━━ Data
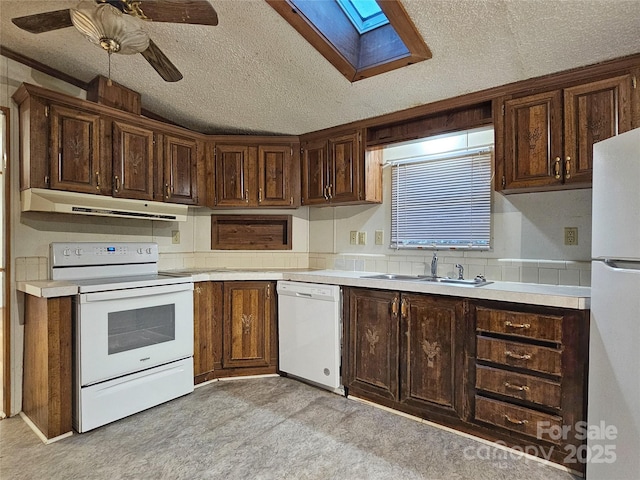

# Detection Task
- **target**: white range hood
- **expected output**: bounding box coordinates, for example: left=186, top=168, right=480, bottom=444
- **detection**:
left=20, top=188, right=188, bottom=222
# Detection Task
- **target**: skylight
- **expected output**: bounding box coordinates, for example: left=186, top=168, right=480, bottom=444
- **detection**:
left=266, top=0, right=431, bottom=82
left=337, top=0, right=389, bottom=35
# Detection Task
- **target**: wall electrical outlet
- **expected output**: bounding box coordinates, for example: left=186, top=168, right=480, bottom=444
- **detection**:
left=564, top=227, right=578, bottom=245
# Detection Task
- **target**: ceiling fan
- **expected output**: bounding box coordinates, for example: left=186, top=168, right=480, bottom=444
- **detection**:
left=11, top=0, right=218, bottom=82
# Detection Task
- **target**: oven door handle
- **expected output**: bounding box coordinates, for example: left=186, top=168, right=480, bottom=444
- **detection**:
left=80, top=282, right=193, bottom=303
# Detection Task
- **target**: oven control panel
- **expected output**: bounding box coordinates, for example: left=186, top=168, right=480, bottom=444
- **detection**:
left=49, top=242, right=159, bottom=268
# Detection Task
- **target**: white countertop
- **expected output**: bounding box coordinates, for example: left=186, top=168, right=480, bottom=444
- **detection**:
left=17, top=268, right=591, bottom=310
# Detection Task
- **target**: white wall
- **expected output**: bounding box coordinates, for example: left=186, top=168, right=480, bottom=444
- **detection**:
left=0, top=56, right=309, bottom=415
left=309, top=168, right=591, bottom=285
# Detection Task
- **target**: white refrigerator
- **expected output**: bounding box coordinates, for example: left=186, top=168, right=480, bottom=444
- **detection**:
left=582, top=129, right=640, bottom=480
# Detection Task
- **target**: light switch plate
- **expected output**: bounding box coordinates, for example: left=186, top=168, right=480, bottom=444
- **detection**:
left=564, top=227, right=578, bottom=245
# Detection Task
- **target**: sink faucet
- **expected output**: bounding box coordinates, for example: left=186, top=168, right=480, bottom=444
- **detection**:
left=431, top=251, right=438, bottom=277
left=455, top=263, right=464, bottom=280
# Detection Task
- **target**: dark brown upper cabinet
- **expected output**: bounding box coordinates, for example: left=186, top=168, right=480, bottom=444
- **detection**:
━━━━
━━ Data
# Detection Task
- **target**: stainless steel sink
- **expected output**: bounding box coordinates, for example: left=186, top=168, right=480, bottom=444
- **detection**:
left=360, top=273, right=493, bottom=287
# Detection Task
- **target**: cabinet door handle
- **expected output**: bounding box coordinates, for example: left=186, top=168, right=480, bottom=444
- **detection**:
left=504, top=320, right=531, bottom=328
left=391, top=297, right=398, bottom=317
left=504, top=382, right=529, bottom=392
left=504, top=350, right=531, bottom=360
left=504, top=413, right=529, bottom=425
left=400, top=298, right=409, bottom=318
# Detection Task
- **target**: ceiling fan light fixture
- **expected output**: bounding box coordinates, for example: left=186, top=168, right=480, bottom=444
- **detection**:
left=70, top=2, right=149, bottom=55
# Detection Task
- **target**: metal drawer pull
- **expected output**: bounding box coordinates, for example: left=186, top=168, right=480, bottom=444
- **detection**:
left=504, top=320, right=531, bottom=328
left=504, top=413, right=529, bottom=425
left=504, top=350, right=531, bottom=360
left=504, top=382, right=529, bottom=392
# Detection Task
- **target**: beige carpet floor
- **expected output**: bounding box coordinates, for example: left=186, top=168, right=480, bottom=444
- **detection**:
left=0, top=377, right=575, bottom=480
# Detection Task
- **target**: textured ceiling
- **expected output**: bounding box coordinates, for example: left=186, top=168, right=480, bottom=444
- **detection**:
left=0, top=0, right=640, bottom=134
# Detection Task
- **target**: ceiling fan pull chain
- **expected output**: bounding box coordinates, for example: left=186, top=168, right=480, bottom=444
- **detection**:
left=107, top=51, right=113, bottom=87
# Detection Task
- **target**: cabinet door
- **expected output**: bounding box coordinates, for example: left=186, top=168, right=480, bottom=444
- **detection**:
━━━━
* **Task objective**:
Count the lines in the items above that contain the string "oven", treating case as significant. Reply with the number only.

* **Task result**:
2